Study text
------------------------------------------------------------------------

Covid-19 reinfections three times more likely with Omicron: Preliminary study

Cases were considered reinfections if they tested positive 90 days apart. PHOTO: REUTERS

JOHANNESBURG (AFP) - A preliminary study by South African scientists published on Thursday (Dec 2) suggests that the Omicron variant is three times more likely to cause reinfections compared with the Delta or Beta strain.

The findings, based on data collected by the country's health system, provides the first epidemiological evidence about Omicron's ability to evade immunity from prior infection.

The paper was uploaded on a medical pre-print server and has not yet been peer-reviewed.

There were 35,670 suspected reinfections among 2.8 million individuals with positive tests until Nov 27.

Cases were considered reinfections if they tested positive 90 days apart.

"Recent reinfections have occurred in individuals whose primary infections occurred across all three waves, with the most having their primary infection in the Delta wave," tweeted Dr Juliet Pulliam, director of the South African DSI-NRF Centre of Excellence in Epidemiological Modelling and Analysis.

Dr Pulliam cautioned that the authors did not have information about the individuals' vaccination status and therefore could not assess to what extent Omicron evades vaccine-induced immunity. The researchers plan to study this next.

"Data is also urgently needed on disease severity associated with Omicron infection, including in individuals with a history of prior infection," she said.

Dr Michael Head, a scientist at the University of Southampton, praised the research as high quality.

"This analysis does look very concerning, with immunity from previous infections being relatively easily bypassed. Might this all still be a 'false alarm'? That is looking less and less likely," he said in a statement.

Earlier, top South African scientist Anne von Gottberg, an expert at the National Institute for Communicable Diseases, forecast a surge in cases but said the authorities expected vaccines would still be effective against severe outcomes.

"We believe the number of cases will increase exponentially in all provinces of the country," she said in a news conference with the World Health Organisation's (WHO) Africa region.

"We believe that vaccines will still, however, protect against severe disease," she added. "Vaccines have always held out to protect against serious disease, hospitalisations and death."

WHO experts reiterated calls for a rethink on travel bans against southern Africa, given that Omicron had now been reported in nearly two dozen countries and its source remained unclear.

"South Africa and Botswana detected the variant. We don't know where the origin of this could have been," said Dr Ambrose Talisuna of the WHO Africa regional office.

"To punish people who are just detecting or reporting... is unfair."

In mid-November, South Africa was reporting about 300 cases a day.

On Wednesday the country reported 8,561 new cases, up from 4,373 the day before and 2,273 on Monday.

------------------------------------------------------------------------

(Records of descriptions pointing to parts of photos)
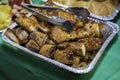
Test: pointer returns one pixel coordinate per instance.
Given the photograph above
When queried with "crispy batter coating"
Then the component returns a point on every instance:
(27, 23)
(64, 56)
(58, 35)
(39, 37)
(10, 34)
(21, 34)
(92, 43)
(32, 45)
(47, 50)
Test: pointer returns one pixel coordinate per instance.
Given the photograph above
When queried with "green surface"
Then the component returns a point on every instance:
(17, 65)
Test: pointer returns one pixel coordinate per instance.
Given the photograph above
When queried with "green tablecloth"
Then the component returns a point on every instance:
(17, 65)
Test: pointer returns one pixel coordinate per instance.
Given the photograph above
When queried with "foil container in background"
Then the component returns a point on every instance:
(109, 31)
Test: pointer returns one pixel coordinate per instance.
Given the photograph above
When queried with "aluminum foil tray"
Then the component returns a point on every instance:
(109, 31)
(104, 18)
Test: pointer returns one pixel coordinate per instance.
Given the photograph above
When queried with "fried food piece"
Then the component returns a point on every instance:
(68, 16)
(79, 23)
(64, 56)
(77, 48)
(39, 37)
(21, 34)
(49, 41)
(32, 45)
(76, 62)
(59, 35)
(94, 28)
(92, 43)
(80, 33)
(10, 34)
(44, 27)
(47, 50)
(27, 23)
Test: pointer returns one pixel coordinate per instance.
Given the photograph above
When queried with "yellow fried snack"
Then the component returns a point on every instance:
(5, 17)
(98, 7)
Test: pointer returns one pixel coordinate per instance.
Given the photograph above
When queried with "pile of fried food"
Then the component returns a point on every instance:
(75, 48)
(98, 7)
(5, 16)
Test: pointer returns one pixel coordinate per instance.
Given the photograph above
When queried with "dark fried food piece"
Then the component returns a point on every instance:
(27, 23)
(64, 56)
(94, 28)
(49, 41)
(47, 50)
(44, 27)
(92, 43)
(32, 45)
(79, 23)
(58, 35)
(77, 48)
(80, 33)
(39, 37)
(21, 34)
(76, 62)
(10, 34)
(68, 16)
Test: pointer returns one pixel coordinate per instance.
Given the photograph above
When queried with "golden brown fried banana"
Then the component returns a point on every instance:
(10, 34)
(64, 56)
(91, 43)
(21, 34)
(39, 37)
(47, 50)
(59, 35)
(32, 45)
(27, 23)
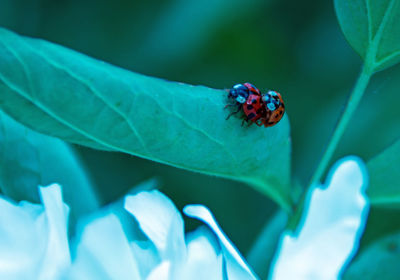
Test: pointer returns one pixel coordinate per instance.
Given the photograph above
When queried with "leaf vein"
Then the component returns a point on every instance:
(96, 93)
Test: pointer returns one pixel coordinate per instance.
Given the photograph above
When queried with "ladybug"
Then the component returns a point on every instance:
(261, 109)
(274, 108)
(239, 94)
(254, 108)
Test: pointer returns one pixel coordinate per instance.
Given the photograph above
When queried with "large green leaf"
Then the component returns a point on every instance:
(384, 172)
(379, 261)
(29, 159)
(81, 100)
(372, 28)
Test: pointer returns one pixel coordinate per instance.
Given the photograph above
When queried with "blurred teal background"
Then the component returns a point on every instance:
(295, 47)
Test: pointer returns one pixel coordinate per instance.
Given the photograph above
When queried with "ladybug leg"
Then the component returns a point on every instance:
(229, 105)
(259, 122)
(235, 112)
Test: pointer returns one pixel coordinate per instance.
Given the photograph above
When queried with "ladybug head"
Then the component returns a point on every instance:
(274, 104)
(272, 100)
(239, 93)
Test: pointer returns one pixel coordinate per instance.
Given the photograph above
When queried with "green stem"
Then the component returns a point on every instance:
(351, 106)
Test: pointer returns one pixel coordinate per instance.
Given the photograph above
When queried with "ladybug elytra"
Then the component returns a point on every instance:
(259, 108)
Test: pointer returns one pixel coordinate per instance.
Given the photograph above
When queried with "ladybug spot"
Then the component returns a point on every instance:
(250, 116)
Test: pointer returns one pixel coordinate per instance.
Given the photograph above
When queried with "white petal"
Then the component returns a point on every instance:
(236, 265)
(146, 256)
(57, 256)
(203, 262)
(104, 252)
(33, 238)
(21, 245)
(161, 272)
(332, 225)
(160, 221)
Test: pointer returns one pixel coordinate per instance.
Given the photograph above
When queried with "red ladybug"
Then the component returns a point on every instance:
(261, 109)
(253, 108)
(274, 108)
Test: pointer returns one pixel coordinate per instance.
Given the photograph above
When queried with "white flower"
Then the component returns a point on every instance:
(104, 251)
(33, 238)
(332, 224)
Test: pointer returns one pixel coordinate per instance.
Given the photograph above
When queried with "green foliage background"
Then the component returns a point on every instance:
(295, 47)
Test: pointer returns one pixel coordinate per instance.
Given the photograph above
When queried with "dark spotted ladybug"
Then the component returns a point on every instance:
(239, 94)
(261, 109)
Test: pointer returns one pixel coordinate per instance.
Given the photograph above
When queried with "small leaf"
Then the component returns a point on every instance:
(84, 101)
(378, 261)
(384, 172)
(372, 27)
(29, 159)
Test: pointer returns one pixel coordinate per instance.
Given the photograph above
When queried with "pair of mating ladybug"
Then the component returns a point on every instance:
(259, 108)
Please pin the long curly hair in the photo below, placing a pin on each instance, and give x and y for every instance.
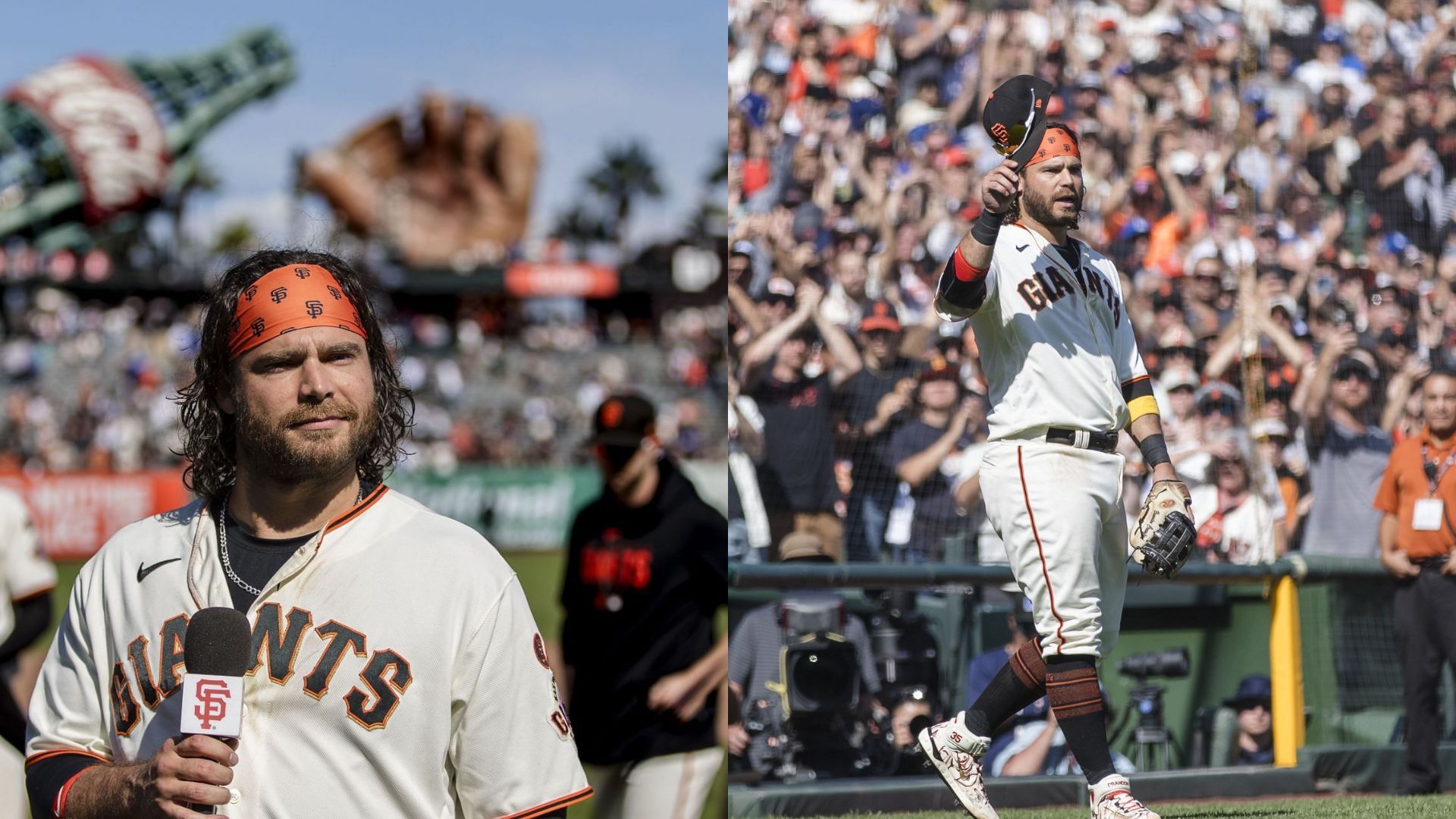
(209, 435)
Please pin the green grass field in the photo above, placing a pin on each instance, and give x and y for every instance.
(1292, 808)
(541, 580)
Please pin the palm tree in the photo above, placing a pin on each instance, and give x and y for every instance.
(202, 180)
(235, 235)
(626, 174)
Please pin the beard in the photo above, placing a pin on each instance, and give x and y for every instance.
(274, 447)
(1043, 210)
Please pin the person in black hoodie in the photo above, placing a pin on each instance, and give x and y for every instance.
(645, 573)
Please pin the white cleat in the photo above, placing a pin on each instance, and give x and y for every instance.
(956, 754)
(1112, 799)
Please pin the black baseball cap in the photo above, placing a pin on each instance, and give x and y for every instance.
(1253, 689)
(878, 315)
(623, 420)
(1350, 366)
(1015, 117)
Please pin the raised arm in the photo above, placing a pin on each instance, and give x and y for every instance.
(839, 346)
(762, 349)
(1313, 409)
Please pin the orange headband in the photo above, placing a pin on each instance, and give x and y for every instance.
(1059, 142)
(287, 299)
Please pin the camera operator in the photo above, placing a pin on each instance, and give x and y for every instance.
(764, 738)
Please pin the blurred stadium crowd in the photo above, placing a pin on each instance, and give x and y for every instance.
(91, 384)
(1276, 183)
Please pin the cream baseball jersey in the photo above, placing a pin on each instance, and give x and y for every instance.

------------------------------------------------------------------------

What the task requires
In the Omicron reinfection article, copy word for word the part that opens with the words containing "Covid-19 reinfections three" and closes with "until Nov 27.". The records have nothing to do with this.

Written response
Covid-19 reinfections three times more likely with Omicron: Preliminary study

Cases were considered reinfections if they tested positive 90 days apart. PHOTO: REUTERS

JOHANNESBURG (AFP) - A preliminary study by South African scientists published on Thursday (Dec 2) suggests that the Omicron variant is three times more likely to cause reinfections compared with the Delta or Beta strain.

The findings, based on data collected by the country's health system, provides the first epidemiological evidence about Omicron's ability to evade immunity from prior infection.

The paper was uploaded on a medical pre-print server and has not yet been peer-reviewed.

There were 35,670 suspected reinfections among 2.8 million individuals with positive tests until Nov 27.